What to work on ▸ Provide an exact reproduction of every entry.

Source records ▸
---*---

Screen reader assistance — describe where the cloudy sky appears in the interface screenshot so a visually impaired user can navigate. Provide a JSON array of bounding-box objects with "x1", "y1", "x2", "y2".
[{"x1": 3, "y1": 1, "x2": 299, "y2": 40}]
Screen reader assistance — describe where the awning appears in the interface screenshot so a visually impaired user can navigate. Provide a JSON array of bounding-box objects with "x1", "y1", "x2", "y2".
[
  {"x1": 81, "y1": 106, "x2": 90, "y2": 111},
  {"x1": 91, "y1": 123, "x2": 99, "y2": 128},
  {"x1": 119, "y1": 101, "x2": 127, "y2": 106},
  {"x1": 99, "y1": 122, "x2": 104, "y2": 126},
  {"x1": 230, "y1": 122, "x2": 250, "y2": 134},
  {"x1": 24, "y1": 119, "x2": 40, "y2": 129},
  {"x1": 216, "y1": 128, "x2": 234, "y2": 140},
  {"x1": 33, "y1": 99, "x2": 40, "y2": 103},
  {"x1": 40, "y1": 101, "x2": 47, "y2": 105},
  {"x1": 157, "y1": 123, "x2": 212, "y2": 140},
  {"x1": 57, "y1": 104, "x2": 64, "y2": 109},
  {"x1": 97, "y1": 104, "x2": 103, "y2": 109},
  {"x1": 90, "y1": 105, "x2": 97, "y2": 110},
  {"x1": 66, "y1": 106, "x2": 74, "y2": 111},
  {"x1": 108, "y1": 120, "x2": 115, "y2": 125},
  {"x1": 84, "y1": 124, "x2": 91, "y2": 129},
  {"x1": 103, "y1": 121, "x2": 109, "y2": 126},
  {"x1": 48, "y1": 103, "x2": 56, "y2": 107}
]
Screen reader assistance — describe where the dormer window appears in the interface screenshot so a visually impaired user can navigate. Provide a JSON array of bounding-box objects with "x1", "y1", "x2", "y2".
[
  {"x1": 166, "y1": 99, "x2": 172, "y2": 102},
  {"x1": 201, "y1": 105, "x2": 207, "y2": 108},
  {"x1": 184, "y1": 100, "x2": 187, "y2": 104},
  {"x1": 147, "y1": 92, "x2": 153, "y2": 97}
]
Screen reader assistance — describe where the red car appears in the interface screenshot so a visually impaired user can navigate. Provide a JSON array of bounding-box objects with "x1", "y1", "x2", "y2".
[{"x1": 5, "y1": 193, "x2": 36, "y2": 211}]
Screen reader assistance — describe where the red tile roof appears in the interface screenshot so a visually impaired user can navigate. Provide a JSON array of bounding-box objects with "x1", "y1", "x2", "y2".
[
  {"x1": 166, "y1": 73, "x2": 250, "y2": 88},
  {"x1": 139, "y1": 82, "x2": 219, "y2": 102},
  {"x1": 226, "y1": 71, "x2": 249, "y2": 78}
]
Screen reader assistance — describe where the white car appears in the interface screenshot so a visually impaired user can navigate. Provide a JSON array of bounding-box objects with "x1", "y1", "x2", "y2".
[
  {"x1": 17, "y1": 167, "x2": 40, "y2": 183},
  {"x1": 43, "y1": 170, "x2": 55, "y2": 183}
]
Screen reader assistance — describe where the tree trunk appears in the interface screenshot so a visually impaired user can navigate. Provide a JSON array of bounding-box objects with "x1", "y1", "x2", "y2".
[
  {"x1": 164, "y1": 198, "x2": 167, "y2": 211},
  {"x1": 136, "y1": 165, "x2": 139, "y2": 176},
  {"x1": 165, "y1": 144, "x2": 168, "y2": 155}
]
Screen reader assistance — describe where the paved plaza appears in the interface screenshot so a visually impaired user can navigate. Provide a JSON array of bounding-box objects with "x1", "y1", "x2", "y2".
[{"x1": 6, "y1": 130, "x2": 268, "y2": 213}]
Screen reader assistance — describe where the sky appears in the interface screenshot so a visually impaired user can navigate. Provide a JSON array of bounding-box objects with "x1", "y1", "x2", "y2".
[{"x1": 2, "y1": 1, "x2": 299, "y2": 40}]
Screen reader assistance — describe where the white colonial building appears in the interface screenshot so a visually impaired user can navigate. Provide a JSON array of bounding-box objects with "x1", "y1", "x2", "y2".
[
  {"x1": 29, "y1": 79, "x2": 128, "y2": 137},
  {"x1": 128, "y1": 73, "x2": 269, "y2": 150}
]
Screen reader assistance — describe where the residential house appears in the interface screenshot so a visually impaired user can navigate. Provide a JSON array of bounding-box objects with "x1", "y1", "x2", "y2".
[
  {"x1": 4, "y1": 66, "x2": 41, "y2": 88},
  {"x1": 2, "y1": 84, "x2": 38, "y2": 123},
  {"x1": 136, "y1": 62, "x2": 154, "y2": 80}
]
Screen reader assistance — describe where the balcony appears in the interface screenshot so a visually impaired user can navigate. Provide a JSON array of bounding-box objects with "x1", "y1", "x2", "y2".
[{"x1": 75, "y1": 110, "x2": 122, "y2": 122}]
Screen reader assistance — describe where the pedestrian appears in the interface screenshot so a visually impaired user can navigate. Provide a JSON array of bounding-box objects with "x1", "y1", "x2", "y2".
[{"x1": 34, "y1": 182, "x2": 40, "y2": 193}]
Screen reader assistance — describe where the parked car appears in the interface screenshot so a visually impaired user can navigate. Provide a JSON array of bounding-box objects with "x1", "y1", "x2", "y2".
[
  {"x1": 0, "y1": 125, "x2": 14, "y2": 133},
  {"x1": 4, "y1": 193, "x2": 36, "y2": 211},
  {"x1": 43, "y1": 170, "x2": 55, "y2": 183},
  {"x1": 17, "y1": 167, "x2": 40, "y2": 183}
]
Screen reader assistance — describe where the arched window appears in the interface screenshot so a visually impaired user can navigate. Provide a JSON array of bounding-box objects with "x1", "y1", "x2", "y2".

---*---

Exercise response ▸
Screen reader assistance — describe where the cloudy sky appears in the interface screenshot so a visually impaired user can navigate. Provide a JSON array of bounding-box objects with "x1", "y1", "x2", "y2".
[{"x1": 3, "y1": 1, "x2": 299, "y2": 40}]
Screen reader assistance — describe where the awning appears in the interface screenshot so a visually impaired user can navigate. Provide a JSON array of bounding-box objects with "x1", "y1", "x2", "y2".
[
  {"x1": 81, "y1": 106, "x2": 90, "y2": 111},
  {"x1": 91, "y1": 123, "x2": 99, "y2": 128},
  {"x1": 119, "y1": 101, "x2": 127, "y2": 106},
  {"x1": 99, "y1": 122, "x2": 104, "y2": 126},
  {"x1": 230, "y1": 122, "x2": 250, "y2": 134},
  {"x1": 24, "y1": 119, "x2": 40, "y2": 129},
  {"x1": 216, "y1": 128, "x2": 234, "y2": 140},
  {"x1": 33, "y1": 99, "x2": 40, "y2": 103},
  {"x1": 40, "y1": 101, "x2": 47, "y2": 105},
  {"x1": 157, "y1": 123, "x2": 212, "y2": 140},
  {"x1": 57, "y1": 104, "x2": 64, "y2": 109},
  {"x1": 97, "y1": 104, "x2": 103, "y2": 109},
  {"x1": 90, "y1": 105, "x2": 97, "y2": 110},
  {"x1": 66, "y1": 106, "x2": 74, "y2": 111},
  {"x1": 108, "y1": 120, "x2": 115, "y2": 125},
  {"x1": 84, "y1": 124, "x2": 91, "y2": 129},
  {"x1": 103, "y1": 121, "x2": 109, "y2": 126},
  {"x1": 48, "y1": 103, "x2": 56, "y2": 107}
]
Screen reader assistance — describe where the dormer window appears in the interface screenshot so a visually impaired user can navigate. Provide a JSON array of bounding-box objects with "x1", "y1", "x2", "y2".
[
  {"x1": 166, "y1": 99, "x2": 172, "y2": 102},
  {"x1": 201, "y1": 105, "x2": 207, "y2": 108},
  {"x1": 184, "y1": 100, "x2": 187, "y2": 104},
  {"x1": 147, "y1": 92, "x2": 153, "y2": 97}
]
Screen reader assistance — describe where the red car appears in the interface screenshot so a visually impaired user can navigate. Provide a JSON array of bounding-box objects with "x1", "y1", "x2", "y2".
[{"x1": 5, "y1": 193, "x2": 36, "y2": 211}]
Screen reader assistance — describe where the red tile roof appears in the interface screenshot so a visually impaired user can navigate. Provide a JSON array of bounding-box objects with "x1", "y1", "x2", "y2".
[
  {"x1": 166, "y1": 73, "x2": 250, "y2": 88},
  {"x1": 139, "y1": 82, "x2": 219, "y2": 102},
  {"x1": 226, "y1": 71, "x2": 249, "y2": 78}
]
Screen reader assistance — describe where the white car appears in the interface screenshot so a visually impaired user can navigate. Provide a JSON array of bounding-box objects with "x1", "y1", "x2", "y2".
[
  {"x1": 17, "y1": 167, "x2": 40, "y2": 183},
  {"x1": 43, "y1": 170, "x2": 55, "y2": 183}
]
Screen reader assistance — describe where the tree trunk appears in the interface screenshot so a visually impaired user can navigate. Provide a JSON array of bounding-box objects with "x1", "y1", "x2", "y2".
[
  {"x1": 164, "y1": 198, "x2": 167, "y2": 211},
  {"x1": 136, "y1": 165, "x2": 139, "y2": 176},
  {"x1": 165, "y1": 144, "x2": 168, "y2": 155}
]
Screen reader assistance — describe where the paved plaza appears in the interface screenshot so a visually impaired user can navigate. Provide a JSON array of bounding-box objects with "x1", "y1", "x2", "y2".
[{"x1": 6, "y1": 130, "x2": 268, "y2": 213}]
Screen reader assistance — describe where the sky appears in the interface screenshot so a visually impaired user can navigate. Provide a JSON array of bounding-box objects with "x1", "y1", "x2", "y2".
[{"x1": 2, "y1": 1, "x2": 299, "y2": 40}]
Screen reader assistance — describe where the white colonial building appears in the interface screenshot so a visually impaired user can navigate. Provide a JSON array of bounding-box objects with "x1", "y1", "x2", "y2".
[
  {"x1": 29, "y1": 79, "x2": 128, "y2": 137},
  {"x1": 128, "y1": 73, "x2": 269, "y2": 150}
]
Screen reader assistance — describe where the residential house appears in the interface screenshot so a visually impaired user can navigate. Provide a JSON array of bounding-box objects with "x1", "y1", "x2", "y2".
[
  {"x1": 4, "y1": 66, "x2": 41, "y2": 88},
  {"x1": 2, "y1": 84, "x2": 38, "y2": 123},
  {"x1": 136, "y1": 62, "x2": 154, "y2": 80}
]
Screen reader assistance — describe where the balcony appears in the interface screenshot so a visually impaired user can navigate. Provide a JSON array of bounding-box objects with "x1", "y1", "x2", "y2".
[{"x1": 75, "y1": 110, "x2": 122, "y2": 122}]
Screen reader assistance — describe where the pedestrian appears in the interface screenshot so a visually impaired user can navigate. Provide a JSON array of bounding-box objects with "x1", "y1", "x2", "y2".
[{"x1": 34, "y1": 182, "x2": 40, "y2": 193}]
Screen reader assistance — describe where the parked car appears in the interface screenshot so a visually impaired user can navigate. Provide a JSON array of bounding-box objects with "x1", "y1", "x2", "y2".
[
  {"x1": 0, "y1": 125, "x2": 14, "y2": 133},
  {"x1": 4, "y1": 193, "x2": 36, "y2": 211},
  {"x1": 43, "y1": 170, "x2": 55, "y2": 183},
  {"x1": 17, "y1": 167, "x2": 40, "y2": 183}
]
Screen reader assistance — describe where the arched window appears in the interface screenshot so a visually impaired user can navigate. Provide a JSON array of bounding-box objects with "x1", "y1", "x2", "y2".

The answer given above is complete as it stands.